(ENTRIES PROVIDED):
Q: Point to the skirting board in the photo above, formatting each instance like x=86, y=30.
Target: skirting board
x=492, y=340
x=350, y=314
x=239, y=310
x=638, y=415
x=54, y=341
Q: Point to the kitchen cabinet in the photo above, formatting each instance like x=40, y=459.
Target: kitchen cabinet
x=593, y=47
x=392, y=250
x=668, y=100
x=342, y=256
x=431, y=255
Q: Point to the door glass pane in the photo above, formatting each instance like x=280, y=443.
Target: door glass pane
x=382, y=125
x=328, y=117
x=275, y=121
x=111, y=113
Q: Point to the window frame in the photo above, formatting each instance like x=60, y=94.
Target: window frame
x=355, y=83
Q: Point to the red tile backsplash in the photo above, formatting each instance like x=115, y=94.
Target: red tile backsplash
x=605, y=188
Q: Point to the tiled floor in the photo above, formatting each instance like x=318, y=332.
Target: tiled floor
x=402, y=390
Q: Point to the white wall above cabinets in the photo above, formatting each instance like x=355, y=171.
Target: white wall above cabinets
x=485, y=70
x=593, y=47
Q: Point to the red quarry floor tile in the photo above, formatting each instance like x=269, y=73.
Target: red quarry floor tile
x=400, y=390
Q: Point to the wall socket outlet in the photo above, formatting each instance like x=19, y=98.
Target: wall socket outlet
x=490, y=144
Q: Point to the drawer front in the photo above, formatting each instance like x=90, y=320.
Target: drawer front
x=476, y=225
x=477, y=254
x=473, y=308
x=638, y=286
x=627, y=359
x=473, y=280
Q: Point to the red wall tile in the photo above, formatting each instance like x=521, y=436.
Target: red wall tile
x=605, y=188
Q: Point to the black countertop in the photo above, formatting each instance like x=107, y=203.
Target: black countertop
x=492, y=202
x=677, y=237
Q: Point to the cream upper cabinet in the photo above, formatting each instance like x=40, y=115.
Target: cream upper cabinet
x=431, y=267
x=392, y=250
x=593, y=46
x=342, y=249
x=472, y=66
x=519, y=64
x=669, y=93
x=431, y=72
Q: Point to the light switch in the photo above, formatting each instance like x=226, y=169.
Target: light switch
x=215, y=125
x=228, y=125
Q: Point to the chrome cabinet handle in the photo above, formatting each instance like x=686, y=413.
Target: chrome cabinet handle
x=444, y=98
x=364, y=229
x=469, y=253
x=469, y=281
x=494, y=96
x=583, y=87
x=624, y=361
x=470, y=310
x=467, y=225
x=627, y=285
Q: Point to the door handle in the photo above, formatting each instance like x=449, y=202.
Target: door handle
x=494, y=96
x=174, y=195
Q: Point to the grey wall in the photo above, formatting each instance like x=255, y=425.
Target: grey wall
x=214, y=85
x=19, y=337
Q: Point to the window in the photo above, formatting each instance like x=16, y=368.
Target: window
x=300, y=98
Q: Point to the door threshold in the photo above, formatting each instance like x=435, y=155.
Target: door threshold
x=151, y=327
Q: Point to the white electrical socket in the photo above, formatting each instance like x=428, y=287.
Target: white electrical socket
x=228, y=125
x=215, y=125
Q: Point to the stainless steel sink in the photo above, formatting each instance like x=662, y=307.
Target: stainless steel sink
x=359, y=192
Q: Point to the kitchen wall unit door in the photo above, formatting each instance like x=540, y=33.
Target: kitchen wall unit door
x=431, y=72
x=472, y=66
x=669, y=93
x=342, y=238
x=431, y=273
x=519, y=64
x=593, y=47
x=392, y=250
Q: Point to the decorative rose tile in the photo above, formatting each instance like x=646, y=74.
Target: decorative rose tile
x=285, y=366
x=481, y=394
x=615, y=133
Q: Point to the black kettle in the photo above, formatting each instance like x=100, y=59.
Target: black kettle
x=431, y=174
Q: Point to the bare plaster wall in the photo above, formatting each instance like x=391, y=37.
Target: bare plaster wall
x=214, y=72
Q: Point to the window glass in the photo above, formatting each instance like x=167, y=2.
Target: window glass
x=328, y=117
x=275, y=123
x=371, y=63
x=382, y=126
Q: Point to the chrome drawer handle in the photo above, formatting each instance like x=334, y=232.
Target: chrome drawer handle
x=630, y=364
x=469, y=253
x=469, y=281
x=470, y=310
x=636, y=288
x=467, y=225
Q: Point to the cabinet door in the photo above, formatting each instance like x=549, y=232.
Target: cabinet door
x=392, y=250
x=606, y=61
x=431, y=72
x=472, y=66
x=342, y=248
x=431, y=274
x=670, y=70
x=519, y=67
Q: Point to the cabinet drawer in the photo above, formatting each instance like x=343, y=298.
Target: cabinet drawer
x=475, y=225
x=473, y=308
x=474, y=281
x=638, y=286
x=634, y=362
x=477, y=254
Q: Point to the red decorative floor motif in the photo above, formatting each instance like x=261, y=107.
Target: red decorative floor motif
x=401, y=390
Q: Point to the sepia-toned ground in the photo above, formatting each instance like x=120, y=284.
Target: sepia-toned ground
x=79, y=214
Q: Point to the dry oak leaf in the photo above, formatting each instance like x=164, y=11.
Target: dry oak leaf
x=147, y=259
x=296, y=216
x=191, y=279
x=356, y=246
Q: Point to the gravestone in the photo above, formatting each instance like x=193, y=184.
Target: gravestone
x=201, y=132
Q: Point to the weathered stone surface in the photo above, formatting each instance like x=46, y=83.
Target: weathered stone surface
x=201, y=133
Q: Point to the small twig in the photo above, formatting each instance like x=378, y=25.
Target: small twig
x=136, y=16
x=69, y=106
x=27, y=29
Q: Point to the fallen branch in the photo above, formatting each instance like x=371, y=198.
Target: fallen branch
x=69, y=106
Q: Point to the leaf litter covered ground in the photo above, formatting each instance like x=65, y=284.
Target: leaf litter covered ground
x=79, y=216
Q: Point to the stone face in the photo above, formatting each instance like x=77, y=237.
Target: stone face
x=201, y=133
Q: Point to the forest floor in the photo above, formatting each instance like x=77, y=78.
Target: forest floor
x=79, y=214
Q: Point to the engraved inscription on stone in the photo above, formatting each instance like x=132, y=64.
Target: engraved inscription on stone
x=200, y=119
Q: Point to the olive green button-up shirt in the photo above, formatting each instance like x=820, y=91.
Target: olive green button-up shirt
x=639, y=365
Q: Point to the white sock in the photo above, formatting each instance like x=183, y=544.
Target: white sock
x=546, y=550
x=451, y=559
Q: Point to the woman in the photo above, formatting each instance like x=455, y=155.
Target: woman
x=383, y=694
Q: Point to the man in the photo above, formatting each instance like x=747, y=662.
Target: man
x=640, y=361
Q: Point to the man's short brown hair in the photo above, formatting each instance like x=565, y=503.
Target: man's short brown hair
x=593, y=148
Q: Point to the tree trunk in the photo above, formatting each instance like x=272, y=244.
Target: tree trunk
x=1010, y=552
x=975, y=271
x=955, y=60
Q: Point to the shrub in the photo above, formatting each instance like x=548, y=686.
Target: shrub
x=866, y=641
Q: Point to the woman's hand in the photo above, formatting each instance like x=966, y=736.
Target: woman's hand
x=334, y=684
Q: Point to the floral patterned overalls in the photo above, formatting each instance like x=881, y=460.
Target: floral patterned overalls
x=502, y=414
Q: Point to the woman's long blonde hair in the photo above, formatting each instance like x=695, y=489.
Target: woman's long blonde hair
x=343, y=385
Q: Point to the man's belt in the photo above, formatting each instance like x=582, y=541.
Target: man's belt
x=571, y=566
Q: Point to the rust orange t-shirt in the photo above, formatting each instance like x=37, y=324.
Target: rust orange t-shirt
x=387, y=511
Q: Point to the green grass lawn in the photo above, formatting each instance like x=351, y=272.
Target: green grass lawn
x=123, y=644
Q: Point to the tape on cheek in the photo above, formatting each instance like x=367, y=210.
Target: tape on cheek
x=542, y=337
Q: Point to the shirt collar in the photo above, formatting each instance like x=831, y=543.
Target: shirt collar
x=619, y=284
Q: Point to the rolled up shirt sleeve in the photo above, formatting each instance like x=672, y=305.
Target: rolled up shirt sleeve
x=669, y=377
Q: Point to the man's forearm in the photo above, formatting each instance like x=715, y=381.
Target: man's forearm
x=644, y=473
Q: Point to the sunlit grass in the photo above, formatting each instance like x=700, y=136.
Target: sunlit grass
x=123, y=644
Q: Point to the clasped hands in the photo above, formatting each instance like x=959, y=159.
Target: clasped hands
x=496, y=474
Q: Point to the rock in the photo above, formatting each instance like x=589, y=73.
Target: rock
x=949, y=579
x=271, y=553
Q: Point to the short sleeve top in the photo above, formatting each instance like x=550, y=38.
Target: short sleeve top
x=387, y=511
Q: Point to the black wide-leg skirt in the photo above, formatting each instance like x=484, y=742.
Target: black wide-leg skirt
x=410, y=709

(TO BE DONE):
Repeat everything in the data above, from the line containing "Q: Point to the tape" down to the line containing "x=542, y=337", with both of those lines included.

(WORKED ANSWER):
Q: Point to the tape on cheek in the photo above, formatting each instance like x=367, y=210.
Target: tape on cheek
x=542, y=337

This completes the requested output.